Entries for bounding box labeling
· · · · ·
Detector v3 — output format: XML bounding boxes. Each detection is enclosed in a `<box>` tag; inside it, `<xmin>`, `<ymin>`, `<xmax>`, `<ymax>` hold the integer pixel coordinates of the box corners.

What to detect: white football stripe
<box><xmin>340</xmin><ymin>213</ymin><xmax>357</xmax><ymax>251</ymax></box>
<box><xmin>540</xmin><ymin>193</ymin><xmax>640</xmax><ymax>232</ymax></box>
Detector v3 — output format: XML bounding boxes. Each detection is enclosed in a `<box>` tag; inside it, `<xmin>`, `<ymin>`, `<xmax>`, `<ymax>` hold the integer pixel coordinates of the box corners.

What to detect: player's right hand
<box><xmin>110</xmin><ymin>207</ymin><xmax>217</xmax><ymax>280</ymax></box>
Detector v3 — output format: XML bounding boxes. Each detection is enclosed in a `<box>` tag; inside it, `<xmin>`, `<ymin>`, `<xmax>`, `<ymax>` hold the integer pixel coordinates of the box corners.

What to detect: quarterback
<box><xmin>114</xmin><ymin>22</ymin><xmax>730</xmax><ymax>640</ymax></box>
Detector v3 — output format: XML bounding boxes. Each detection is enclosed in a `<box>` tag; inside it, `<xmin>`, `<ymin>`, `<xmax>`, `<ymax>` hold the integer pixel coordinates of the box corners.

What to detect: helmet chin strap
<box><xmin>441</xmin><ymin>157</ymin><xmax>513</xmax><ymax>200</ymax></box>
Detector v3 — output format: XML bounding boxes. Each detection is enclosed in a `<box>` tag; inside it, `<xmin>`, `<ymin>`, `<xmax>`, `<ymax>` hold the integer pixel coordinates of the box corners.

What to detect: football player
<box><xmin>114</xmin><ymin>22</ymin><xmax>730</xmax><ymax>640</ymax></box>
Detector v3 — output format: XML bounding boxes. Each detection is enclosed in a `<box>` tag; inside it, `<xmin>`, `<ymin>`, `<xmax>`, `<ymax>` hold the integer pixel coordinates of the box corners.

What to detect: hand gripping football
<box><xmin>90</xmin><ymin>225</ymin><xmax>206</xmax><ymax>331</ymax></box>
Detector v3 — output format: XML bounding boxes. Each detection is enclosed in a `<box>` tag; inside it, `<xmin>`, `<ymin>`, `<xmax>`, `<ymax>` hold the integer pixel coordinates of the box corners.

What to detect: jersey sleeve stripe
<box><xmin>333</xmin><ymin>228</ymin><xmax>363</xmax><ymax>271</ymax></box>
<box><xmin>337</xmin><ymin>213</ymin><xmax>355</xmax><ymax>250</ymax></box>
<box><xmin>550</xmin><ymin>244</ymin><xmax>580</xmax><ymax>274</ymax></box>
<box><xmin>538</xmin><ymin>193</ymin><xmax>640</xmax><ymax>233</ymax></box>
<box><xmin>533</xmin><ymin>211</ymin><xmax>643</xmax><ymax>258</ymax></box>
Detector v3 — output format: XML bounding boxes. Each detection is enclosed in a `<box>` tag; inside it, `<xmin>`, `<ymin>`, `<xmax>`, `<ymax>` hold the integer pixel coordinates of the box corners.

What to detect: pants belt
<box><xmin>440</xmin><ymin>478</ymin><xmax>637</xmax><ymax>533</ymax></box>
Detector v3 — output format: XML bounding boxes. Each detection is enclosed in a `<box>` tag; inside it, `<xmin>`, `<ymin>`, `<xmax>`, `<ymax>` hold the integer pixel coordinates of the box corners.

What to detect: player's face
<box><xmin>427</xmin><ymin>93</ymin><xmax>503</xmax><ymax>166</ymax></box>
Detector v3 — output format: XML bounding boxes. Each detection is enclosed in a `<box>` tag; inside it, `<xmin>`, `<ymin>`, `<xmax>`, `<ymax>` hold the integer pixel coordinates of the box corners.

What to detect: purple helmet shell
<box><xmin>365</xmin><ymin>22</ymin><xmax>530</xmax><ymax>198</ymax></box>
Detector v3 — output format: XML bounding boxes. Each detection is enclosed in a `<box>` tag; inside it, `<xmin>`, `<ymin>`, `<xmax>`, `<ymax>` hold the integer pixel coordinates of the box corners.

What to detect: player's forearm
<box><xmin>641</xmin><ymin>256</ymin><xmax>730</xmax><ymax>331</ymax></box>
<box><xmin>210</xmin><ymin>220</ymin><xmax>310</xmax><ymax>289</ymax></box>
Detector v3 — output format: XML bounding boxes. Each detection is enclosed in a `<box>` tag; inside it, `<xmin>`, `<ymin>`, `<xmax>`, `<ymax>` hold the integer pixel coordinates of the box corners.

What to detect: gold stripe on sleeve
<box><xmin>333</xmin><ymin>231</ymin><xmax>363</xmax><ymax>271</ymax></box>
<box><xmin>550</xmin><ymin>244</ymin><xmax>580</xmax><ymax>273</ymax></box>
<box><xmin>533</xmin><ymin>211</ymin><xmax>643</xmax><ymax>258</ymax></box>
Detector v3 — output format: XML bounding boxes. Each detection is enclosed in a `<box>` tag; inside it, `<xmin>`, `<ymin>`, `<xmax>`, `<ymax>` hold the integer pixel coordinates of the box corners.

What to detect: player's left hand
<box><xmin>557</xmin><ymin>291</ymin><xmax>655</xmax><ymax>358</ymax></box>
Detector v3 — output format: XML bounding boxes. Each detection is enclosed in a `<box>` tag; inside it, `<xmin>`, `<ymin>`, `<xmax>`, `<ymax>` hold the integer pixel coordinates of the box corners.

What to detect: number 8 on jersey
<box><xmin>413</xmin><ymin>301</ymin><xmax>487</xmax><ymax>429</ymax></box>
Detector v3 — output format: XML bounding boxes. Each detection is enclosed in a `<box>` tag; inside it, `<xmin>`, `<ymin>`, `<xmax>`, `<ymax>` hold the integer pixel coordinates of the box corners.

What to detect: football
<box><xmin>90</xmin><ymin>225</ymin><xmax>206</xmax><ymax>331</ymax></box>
· · · · ·
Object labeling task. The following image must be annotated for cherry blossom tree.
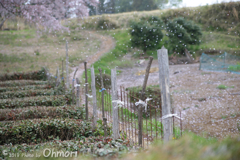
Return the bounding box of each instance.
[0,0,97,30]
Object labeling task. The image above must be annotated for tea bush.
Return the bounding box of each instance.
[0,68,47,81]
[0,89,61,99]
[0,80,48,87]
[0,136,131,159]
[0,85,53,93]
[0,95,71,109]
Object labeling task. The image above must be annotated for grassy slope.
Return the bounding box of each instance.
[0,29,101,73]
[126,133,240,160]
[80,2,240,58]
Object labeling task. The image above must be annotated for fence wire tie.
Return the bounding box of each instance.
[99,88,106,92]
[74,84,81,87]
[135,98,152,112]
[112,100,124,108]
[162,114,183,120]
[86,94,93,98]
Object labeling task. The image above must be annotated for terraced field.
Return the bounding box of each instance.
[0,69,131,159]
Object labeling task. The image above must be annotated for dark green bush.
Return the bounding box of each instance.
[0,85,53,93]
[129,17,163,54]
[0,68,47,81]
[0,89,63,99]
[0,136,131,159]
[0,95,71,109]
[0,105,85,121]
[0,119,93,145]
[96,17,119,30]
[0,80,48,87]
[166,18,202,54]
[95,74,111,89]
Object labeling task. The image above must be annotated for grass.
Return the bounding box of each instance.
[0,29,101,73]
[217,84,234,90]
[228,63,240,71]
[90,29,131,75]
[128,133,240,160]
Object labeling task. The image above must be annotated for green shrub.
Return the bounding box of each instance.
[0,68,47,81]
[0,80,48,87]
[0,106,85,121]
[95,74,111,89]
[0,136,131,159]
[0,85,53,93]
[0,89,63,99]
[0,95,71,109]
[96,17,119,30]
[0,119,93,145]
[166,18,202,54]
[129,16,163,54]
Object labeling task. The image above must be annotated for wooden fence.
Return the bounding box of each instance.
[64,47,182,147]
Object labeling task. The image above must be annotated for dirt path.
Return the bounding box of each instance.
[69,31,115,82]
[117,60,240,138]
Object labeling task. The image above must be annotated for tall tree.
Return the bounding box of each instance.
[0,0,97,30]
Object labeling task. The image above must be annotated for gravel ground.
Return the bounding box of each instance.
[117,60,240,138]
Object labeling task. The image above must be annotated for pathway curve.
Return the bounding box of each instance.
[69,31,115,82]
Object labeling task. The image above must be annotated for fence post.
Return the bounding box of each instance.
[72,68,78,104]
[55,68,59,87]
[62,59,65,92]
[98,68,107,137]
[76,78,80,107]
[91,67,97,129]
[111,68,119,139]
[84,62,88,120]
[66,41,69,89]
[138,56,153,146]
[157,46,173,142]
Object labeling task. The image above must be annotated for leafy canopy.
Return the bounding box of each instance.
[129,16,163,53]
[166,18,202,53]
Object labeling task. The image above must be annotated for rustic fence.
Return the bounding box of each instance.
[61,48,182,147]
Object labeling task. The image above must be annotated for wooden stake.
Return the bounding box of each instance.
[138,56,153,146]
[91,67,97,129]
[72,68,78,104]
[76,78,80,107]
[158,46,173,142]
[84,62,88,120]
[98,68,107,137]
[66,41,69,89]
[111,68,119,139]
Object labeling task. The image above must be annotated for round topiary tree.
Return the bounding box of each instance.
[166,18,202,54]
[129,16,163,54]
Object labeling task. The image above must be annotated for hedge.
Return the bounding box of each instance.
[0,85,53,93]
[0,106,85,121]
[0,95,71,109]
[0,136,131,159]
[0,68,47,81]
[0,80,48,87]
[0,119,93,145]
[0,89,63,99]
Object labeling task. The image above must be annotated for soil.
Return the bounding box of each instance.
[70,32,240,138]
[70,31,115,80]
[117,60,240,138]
· · · · ·
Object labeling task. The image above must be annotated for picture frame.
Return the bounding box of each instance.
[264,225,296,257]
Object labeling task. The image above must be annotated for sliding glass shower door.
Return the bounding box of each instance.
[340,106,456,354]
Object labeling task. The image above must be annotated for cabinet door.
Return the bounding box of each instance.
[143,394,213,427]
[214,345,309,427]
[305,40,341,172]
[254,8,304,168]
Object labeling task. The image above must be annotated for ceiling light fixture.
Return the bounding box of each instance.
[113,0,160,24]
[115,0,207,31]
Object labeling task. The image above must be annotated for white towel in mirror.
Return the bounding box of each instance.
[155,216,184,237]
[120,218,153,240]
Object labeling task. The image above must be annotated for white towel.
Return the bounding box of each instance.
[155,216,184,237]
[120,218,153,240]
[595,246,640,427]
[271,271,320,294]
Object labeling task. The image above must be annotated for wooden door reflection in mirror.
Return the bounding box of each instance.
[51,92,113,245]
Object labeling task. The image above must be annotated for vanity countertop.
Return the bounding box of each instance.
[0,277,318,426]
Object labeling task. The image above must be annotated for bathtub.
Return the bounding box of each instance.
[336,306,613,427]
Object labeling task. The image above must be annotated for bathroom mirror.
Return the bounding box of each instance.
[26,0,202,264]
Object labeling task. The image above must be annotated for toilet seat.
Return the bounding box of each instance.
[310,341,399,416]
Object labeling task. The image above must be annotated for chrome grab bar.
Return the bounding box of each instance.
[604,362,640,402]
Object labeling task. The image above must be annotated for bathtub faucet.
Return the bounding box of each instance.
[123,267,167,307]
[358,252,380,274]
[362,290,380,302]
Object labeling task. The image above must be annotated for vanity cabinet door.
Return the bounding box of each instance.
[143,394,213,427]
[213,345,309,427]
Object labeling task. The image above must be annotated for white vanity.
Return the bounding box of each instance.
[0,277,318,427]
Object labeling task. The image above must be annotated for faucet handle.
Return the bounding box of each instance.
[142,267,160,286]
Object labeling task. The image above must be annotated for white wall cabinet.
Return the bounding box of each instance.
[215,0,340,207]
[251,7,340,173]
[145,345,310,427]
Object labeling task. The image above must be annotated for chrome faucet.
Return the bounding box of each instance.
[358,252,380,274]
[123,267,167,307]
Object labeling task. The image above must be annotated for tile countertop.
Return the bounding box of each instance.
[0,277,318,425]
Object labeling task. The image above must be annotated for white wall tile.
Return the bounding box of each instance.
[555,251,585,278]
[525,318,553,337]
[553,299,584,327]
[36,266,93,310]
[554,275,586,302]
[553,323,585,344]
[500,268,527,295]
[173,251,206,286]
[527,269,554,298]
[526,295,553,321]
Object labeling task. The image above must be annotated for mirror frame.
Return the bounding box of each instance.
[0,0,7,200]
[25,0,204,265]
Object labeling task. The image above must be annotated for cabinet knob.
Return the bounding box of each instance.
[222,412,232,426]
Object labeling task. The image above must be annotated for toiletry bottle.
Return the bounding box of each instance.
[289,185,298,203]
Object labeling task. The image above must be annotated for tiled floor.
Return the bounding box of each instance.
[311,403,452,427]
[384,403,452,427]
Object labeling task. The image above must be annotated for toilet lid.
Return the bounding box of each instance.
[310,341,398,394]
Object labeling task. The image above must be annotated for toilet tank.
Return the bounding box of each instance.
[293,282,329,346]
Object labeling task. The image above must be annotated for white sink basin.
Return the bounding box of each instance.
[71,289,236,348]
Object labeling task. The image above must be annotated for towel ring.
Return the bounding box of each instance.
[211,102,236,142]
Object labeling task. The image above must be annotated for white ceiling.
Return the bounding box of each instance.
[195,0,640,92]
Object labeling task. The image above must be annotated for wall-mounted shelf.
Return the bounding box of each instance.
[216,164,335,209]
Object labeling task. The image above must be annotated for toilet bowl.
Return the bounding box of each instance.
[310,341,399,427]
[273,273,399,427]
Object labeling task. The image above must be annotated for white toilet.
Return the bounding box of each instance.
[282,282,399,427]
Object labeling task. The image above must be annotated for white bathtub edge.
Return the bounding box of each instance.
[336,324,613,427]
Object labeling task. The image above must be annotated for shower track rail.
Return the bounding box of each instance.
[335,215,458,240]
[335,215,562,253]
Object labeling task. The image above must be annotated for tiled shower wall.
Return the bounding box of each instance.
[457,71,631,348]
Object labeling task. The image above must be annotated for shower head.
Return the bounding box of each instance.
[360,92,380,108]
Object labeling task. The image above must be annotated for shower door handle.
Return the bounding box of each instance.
· · · · ·
Given exercise> Substitute "every instance" for "each instance" in the entries from the line with "annotated for bathtub." up to and including the line with "[604,362,640,402]", and change nothing else. Give back only those lines.

Solution for this exercise>
Object labeling task. The image above must be annotated for bathtub.
Return the bounding box of every instance.
[336,306,613,427]
Object labeling task. The image above must be annotated for bathroom mirror.
Return the bounding box of every instance.
[26,0,202,264]
Object labeling task. The image above must be annotated for toilet seat.
Return the bounding box of every instance.
[310,341,399,416]
Object labeling task. The image above must be annotated for chrome grab bar.
Return the bounding box of every instance.
[604,362,640,402]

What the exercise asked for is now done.